Prompt -> Extract each line of the material below that contains the string "sign", matching case exactly.

◆ ◆ ◆ ◆ ◆

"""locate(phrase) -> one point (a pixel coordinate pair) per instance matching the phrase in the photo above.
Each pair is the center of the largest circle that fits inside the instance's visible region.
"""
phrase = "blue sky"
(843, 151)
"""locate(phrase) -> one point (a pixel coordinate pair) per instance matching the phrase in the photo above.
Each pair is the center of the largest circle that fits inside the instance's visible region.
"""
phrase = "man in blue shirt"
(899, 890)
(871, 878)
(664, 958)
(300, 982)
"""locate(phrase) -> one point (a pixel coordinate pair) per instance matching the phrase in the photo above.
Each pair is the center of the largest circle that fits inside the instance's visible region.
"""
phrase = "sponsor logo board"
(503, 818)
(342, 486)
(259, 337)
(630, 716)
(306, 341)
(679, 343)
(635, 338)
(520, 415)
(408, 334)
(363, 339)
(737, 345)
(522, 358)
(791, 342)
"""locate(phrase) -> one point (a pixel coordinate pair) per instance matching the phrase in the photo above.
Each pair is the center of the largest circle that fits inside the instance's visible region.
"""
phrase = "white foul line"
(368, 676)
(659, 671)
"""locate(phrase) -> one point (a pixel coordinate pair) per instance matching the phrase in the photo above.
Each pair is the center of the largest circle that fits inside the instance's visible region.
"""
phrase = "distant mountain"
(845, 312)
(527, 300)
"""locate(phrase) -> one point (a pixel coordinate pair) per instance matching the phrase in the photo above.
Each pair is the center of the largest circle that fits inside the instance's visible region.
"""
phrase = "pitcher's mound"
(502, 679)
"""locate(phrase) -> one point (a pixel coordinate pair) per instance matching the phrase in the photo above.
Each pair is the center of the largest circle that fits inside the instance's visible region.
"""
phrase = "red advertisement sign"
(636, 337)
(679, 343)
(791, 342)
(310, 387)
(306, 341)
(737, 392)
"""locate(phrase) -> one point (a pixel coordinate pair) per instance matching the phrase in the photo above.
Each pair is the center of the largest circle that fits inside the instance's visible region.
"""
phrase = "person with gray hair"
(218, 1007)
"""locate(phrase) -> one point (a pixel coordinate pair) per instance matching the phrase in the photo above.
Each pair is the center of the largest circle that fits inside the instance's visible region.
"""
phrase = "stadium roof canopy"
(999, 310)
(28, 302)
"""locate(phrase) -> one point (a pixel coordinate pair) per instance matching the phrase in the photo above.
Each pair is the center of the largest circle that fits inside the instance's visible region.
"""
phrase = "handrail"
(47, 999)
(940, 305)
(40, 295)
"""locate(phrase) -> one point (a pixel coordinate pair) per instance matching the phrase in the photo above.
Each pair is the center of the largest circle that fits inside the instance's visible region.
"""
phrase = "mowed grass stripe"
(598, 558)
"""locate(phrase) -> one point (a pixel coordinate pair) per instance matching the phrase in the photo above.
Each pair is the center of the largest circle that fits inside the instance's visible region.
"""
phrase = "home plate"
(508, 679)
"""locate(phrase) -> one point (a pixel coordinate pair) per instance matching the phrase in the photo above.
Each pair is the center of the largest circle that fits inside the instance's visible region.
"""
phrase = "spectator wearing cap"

◆ ◆ ◆ ◆ ◆

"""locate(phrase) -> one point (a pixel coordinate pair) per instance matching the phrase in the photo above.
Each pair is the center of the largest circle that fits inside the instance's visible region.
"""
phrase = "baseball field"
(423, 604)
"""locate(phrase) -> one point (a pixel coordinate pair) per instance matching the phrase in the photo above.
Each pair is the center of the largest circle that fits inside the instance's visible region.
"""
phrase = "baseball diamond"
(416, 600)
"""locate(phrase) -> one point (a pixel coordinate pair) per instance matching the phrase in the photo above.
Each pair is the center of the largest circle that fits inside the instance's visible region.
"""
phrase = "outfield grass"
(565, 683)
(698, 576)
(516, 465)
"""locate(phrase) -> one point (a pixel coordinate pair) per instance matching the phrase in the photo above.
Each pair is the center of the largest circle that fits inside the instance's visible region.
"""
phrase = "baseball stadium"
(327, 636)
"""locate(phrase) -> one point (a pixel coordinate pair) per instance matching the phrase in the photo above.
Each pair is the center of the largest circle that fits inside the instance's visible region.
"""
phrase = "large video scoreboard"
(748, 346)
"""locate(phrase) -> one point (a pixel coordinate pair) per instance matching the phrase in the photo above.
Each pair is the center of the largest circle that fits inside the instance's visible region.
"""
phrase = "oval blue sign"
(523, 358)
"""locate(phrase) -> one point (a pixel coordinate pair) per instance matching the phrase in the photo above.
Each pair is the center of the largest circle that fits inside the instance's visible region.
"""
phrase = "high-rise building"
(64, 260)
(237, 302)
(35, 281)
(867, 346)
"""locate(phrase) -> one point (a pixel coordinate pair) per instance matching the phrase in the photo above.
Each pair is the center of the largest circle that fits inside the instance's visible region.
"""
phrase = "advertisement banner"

◆ ◆ ◆ ◆ ◆

Output of the task ->
phrase = "red advertisement sign"
phrase = "oval blue sign"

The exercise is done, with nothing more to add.